**Fragmento del texto**.
=======

Una cosa es que tengamos un destino y otra que sepamos a dónde vamos. Así pasa con Egipto, receptora de millares de turistas, pero portadora de infinidad de misterio y grandiosidad, centro de elevada espiritualidad… y poder: la particular maldición que acompaña siempre a las personas.
Qué tendrá la civilización egipcia que fascina tanto. Cómo vivía la muerte esta cultura para la que el cuerpo físico no lo era todo. Nos separan muchos siglos, pero no demasiadas zozobras.

=======

**Registros de datos**.
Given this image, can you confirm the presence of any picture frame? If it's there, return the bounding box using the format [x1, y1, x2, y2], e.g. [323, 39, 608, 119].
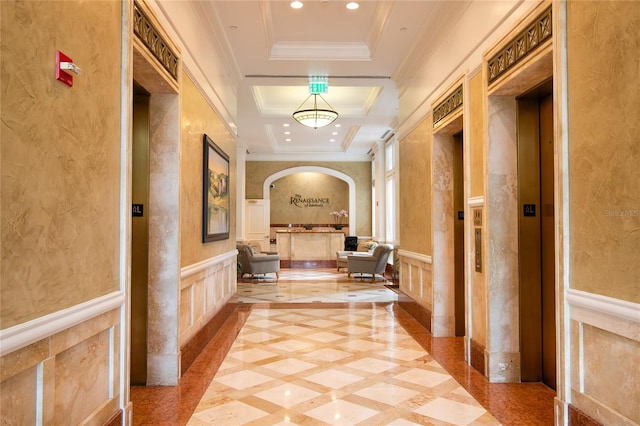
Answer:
[202, 133, 230, 243]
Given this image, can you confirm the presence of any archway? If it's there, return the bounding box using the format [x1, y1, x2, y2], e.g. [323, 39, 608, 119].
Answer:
[262, 166, 357, 232]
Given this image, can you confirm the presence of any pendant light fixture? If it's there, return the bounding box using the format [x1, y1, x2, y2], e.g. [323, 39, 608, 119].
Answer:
[293, 77, 338, 129]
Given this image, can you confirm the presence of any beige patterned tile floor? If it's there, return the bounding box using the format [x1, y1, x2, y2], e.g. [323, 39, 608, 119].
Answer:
[232, 269, 398, 303]
[188, 304, 499, 425]
[131, 269, 555, 426]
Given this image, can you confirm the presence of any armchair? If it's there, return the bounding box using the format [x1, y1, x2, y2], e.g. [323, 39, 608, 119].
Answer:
[336, 241, 378, 272]
[236, 244, 280, 279]
[347, 244, 393, 281]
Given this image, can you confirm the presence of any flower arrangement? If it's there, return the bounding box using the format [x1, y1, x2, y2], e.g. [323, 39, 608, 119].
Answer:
[329, 210, 349, 225]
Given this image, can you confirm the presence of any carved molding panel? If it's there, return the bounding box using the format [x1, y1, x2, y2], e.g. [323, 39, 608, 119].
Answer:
[433, 84, 463, 127]
[133, 3, 180, 81]
[487, 6, 552, 84]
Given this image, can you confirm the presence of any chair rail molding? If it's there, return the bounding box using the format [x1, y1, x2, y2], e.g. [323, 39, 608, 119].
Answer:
[180, 249, 238, 280]
[0, 291, 125, 356]
[398, 249, 432, 265]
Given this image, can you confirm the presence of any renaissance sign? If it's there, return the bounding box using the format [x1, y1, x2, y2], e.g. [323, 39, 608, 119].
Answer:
[289, 194, 329, 208]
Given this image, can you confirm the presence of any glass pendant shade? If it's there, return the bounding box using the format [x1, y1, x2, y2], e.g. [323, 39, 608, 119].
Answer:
[293, 93, 338, 129]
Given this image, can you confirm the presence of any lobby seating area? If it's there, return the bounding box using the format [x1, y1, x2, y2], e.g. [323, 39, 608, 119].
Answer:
[347, 244, 393, 281]
[236, 244, 280, 279]
[336, 237, 378, 272]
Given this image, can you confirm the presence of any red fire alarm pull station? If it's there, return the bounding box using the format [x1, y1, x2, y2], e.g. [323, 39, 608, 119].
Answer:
[56, 50, 80, 87]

=======

**Detalles del ejercicio**. Reescribe el texto sobre Egipto desde "Una cosa es" hasta "a las personas.", y pon "viajeros" donde dice "turistas".

**Resultado del ejercicio**.
Una cosa es que tengamos un destino y otra que sepamos a dónde vamos. Así pasa con Egipto, receptora de millares de viajeros, pero portadora de infinidad de misterio y grandiosidad, centro de elevada espiritualidad… y poder: la particular maldición que acompaña siempre a las personas.